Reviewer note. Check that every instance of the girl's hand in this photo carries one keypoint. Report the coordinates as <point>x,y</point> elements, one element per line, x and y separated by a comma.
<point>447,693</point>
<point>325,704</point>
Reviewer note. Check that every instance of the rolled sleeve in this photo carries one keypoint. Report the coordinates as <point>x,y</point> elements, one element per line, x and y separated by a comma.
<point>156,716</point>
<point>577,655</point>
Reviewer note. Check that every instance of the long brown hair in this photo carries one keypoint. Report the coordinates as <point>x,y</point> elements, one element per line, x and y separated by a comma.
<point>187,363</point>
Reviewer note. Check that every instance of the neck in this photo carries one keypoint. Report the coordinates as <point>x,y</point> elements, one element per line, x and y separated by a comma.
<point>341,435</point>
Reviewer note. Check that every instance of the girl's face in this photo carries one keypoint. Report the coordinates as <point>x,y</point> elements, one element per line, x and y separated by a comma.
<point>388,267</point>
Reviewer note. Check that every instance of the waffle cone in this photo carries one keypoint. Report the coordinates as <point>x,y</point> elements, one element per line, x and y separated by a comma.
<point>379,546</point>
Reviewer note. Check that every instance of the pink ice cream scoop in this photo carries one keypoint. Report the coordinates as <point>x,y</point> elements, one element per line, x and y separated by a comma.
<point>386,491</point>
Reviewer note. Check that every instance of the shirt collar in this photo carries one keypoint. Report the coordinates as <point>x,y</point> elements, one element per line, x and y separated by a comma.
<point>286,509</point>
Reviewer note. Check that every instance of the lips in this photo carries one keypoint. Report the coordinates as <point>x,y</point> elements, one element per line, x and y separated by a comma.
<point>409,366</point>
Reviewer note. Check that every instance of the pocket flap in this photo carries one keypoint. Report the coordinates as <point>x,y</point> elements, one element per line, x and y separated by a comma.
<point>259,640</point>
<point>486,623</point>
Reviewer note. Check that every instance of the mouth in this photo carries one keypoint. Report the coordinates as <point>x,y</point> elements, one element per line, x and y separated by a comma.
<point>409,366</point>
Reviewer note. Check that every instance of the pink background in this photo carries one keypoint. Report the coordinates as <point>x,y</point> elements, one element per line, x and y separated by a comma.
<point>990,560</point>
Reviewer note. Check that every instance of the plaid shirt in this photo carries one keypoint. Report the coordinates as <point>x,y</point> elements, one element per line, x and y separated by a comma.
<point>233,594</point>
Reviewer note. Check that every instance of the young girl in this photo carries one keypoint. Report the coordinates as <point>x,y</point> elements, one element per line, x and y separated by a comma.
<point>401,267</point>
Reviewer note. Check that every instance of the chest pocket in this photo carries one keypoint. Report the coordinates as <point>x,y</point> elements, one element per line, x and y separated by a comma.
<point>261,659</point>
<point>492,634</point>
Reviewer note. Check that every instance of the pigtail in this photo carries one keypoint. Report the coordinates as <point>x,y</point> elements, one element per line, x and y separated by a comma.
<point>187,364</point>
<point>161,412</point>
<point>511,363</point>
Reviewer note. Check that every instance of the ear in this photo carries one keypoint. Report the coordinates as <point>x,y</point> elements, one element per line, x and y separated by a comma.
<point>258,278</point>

-=-=-

Start with the line that contains "Reviewer note. Check that every instance of the mouth", end with the last line of the entries, and please retype every line in that span exactly, with no others.

Reviewer note. Check that every instance of the mouth in this photo carries one keypoint. Report the coordinates as <point>x,y</point> elements, one element per line, x and y separated by a comma.
<point>409,366</point>
Reviewer note. Check that every instance of the pink background in this photo carries one keypoint. Report the coordinates as <point>x,y</point> elements, one element per line, x and y separated by a comma.
<point>990,560</point>
Reviewer note. Check that every instance of the plaid shirt in this photo carries one keypoint. Report the coordinates as <point>x,y</point> elements, one element per line, x and y separated by a comma.
<point>233,594</point>
Reviewer note. Check that every instance of the young girl in this photo carries one keypoint. Report the coordinates as <point>x,y</point> elements, one element per line, x and y separated by a comma.
<point>401,267</point>
Reviewer note. Check that every instance of the chest pocket in this photo carries one keypoint. Report the coordinates as <point>x,y</point> elements, one element per line, x and y separated by a comma.
<point>261,659</point>
<point>492,634</point>
Reviewer note. Check that every instance of the pigtail in this photo carries one keypoint. Report the coordinates as <point>x,y</point> elements, one element per line, x and y separated by a comma.
<point>187,364</point>
<point>161,412</point>
<point>511,363</point>
Reviewer note. Check that every instance of the ear in this photo carries one keypoint. Report the coordinates as <point>x,y</point> elements, one element per line, x and y separated by a comma.
<point>258,278</point>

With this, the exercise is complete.